- _Records supplied_:
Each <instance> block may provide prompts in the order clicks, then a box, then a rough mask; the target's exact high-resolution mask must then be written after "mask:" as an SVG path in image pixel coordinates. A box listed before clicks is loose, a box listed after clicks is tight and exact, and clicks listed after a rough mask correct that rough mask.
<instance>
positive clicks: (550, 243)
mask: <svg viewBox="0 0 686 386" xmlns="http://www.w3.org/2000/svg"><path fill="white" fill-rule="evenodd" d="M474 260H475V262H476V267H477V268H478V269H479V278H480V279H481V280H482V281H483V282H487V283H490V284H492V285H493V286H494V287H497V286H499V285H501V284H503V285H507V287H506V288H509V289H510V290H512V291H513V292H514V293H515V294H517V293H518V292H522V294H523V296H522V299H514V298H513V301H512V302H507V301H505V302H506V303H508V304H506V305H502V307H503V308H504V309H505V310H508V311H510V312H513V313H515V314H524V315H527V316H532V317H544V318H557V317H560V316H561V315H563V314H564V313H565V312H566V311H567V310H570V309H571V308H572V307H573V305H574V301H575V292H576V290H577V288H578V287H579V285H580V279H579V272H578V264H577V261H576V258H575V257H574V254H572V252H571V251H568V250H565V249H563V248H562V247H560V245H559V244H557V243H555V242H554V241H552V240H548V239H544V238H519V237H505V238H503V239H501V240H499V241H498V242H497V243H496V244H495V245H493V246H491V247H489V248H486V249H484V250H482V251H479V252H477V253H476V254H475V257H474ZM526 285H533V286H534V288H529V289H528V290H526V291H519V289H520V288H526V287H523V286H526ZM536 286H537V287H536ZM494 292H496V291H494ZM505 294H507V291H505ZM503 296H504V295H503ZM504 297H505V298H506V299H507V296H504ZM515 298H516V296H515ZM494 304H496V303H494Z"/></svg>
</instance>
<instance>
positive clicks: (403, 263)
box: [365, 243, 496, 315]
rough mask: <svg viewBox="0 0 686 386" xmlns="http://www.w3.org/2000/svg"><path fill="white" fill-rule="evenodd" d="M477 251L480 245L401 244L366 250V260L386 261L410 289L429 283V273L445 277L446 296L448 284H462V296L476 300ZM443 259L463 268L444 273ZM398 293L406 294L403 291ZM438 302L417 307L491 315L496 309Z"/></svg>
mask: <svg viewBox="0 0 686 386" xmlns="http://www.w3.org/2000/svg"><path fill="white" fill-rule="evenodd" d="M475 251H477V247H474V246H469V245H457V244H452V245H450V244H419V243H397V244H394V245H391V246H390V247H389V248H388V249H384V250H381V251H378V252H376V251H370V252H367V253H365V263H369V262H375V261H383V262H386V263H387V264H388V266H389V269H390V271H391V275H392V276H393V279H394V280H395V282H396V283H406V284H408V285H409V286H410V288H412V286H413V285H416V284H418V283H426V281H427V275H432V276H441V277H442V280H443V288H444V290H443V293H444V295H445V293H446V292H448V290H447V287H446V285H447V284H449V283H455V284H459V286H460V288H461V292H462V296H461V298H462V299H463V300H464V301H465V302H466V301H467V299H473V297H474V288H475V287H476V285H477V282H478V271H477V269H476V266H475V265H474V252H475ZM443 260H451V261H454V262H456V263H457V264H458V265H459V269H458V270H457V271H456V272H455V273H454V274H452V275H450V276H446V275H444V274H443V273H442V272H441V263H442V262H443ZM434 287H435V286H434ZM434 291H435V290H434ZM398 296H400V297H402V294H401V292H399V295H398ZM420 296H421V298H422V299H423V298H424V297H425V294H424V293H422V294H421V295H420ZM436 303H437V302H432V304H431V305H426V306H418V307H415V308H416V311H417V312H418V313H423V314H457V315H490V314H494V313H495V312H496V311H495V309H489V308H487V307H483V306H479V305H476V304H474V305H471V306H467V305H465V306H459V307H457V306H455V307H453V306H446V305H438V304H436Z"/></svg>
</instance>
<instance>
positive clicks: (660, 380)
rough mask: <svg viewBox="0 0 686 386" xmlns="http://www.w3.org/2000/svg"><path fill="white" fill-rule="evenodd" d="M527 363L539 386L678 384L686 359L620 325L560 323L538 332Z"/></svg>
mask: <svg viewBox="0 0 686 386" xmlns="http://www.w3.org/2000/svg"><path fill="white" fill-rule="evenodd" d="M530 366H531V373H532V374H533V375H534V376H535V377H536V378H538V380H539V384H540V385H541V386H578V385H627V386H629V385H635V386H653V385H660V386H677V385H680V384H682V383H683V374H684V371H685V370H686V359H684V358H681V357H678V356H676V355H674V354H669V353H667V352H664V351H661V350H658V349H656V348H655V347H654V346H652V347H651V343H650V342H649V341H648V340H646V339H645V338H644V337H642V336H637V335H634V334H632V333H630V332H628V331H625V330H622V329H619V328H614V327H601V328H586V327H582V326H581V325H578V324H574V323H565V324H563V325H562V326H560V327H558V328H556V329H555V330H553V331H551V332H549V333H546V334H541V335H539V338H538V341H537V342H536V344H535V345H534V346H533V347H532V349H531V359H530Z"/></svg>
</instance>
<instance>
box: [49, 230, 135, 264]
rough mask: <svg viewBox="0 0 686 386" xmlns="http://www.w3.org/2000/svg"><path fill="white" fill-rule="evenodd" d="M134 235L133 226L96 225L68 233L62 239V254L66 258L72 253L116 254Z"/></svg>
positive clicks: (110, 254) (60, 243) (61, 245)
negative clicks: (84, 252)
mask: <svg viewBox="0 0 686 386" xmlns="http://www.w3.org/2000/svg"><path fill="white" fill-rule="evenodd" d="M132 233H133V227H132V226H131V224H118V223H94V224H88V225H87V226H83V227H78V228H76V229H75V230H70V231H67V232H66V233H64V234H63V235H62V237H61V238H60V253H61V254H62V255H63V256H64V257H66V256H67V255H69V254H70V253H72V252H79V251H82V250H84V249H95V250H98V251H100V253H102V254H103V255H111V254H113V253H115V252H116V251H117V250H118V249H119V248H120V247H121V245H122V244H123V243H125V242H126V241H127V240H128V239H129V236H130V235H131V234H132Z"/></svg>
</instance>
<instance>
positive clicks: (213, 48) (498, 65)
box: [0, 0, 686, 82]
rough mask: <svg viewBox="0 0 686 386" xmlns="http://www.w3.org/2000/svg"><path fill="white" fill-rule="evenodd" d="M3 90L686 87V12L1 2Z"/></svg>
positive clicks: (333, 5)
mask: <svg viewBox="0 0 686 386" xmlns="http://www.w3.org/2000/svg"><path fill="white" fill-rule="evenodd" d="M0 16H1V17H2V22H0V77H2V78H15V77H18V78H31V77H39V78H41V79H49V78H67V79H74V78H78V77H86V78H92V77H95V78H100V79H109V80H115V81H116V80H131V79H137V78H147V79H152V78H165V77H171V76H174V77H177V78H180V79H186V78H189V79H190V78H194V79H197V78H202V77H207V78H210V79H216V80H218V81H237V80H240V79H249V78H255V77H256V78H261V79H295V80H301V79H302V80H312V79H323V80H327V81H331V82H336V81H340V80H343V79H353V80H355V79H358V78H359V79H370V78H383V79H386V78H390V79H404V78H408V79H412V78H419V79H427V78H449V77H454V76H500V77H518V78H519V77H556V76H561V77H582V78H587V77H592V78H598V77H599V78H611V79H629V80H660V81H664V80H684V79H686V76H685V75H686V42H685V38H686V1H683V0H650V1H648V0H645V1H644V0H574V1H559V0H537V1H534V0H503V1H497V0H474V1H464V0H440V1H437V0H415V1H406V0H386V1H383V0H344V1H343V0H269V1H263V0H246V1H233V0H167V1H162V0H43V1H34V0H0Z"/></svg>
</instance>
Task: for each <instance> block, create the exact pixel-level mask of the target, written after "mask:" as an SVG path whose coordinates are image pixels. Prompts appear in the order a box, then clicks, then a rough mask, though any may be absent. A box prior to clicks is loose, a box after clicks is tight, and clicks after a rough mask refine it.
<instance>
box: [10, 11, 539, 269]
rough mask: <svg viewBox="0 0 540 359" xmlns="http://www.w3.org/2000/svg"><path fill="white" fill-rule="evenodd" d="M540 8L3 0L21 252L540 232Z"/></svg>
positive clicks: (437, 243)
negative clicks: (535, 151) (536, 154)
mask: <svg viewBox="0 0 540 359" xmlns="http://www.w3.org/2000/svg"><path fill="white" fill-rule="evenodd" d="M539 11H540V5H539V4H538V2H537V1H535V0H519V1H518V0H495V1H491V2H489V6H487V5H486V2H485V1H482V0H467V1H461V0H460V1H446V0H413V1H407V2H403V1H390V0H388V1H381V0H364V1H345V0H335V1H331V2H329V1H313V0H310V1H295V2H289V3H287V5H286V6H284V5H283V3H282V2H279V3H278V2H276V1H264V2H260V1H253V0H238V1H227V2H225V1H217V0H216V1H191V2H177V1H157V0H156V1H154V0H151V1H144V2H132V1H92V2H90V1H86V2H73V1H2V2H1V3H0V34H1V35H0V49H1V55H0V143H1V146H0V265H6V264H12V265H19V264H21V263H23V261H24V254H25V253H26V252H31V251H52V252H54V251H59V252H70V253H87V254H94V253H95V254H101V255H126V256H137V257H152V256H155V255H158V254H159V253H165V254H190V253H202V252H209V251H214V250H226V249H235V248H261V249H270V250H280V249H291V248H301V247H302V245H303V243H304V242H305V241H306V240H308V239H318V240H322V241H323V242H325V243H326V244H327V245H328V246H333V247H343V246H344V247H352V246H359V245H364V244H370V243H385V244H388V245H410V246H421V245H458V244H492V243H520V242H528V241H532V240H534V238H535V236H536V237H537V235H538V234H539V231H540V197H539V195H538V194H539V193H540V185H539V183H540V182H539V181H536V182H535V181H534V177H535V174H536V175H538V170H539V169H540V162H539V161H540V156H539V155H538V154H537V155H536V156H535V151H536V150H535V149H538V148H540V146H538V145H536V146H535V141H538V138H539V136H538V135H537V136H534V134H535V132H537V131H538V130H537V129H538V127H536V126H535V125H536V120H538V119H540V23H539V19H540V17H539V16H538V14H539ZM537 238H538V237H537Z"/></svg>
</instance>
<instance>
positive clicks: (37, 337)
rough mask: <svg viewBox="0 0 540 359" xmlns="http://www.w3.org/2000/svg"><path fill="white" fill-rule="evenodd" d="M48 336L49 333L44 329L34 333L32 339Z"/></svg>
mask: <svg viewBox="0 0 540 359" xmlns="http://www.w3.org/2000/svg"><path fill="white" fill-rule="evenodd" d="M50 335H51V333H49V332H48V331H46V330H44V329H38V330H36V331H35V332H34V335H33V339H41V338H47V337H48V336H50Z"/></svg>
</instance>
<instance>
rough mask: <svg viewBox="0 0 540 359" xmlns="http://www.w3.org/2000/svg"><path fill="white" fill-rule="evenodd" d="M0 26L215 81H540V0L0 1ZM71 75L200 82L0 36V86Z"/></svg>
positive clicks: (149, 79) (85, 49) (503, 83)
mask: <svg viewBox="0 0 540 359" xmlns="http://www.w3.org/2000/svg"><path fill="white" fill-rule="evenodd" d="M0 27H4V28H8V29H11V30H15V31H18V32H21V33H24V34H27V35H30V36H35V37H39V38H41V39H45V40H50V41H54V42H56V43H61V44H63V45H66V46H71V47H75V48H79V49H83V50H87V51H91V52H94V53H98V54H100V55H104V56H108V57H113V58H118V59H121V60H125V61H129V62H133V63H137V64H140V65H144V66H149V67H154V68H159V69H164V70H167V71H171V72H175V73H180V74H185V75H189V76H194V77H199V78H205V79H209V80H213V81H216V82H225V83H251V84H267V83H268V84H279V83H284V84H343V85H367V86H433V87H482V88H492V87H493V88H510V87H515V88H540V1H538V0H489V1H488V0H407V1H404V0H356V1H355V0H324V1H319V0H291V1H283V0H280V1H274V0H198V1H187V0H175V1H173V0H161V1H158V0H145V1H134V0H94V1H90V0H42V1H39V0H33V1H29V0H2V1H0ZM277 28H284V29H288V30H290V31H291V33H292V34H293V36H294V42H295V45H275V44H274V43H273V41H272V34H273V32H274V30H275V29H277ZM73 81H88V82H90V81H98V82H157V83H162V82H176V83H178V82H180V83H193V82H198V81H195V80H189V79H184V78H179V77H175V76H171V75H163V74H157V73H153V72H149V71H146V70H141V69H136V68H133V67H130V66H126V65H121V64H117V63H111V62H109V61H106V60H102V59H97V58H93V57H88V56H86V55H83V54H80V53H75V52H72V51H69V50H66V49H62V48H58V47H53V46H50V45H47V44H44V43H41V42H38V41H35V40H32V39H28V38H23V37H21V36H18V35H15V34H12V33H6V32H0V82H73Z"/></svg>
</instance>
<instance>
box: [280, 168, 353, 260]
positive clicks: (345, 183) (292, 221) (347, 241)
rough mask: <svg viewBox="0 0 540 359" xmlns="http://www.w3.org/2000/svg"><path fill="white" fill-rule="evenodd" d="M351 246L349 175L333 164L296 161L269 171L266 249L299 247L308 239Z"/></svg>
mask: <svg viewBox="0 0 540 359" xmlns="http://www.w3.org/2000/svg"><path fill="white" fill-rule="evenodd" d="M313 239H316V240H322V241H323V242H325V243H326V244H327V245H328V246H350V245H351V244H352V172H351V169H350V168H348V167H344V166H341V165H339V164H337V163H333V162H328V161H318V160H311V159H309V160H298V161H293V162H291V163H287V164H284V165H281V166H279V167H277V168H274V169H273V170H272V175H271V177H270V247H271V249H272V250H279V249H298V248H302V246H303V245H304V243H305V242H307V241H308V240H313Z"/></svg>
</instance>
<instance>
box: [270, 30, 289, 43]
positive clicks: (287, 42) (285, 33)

- _Problem description_:
Return every line of the rows above that contains the string "positive".

- _Completed task_:
positive clicks: (550, 243)
positive clicks: (403, 263)
positive clicks: (660, 380)
positive clicks: (110, 254) (60, 243) (61, 245)
positive clicks: (213, 48) (498, 65)
positive clicks: (333, 5)
positive clicks: (437, 243)
positive clicks: (37, 337)
positive clicks: (149, 79) (85, 49) (503, 83)
positive clicks: (345, 183) (292, 221) (347, 241)
positive clicks: (287, 42) (285, 33)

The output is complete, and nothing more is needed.